— Begin —

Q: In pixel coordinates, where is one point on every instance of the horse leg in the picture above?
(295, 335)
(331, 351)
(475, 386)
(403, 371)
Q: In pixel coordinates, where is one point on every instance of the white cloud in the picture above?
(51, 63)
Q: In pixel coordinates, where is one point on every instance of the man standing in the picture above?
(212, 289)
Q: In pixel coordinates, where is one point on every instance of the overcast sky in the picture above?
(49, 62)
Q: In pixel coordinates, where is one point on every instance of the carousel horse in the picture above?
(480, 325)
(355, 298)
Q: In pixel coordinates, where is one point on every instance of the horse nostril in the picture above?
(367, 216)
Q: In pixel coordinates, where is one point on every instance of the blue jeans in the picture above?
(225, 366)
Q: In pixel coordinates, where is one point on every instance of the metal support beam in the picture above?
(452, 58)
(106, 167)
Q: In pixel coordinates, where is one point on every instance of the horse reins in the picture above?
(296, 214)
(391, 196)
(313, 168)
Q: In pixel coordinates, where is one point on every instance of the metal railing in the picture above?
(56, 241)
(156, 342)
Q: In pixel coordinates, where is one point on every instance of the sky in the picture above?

— End —

DIRECTIONS FOR THIS TASK
Retype all the rows above exactly, with nothing left out or changed.

REPLY
Q: In pixel coordinates, where is one point on every instance of the horse leg in the picture above?
(295, 335)
(331, 351)
(475, 386)
(403, 371)
Q: In pixel coordinates, where is one point on every instance of the white cloud in the picture above?
(51, 63)
Q: In pixel coordinates, where is one point on every instance of the man standing in the picture above?
(212, 289)
Q: In pixel coordinates, where is one point on every instance of the overcast sky in the picture above?
(49, 62)
Q: In pixel coordinates, where is one point on every instance of the carousel horse in the picture above?
(480, 325)
(355, 298)
Q: In pixel coordinates, where is one point on every instance of the horse nostril in the picture above?
(367, 216)
Q: In pixel coordinates, where is one point on every instance of the blue jeans in the picture above?
(225, 366)
Q: In pixel coordinates, where is one point on every instance of the metal support beam in the picture above?
(452, 58)
(106, 167)
Q: In pixel coordinates, where is one point on every instance of the horse reins in the picture above?
(296, 214)
(391, 196)
(313, 168)
Q: In pixel coordinates, where is one point on every instance of the metal railing in the picture above?
(56, 241)
(156, 342)
Q: In pixel coordinates, where is one point on every instance of the sky in the picture above?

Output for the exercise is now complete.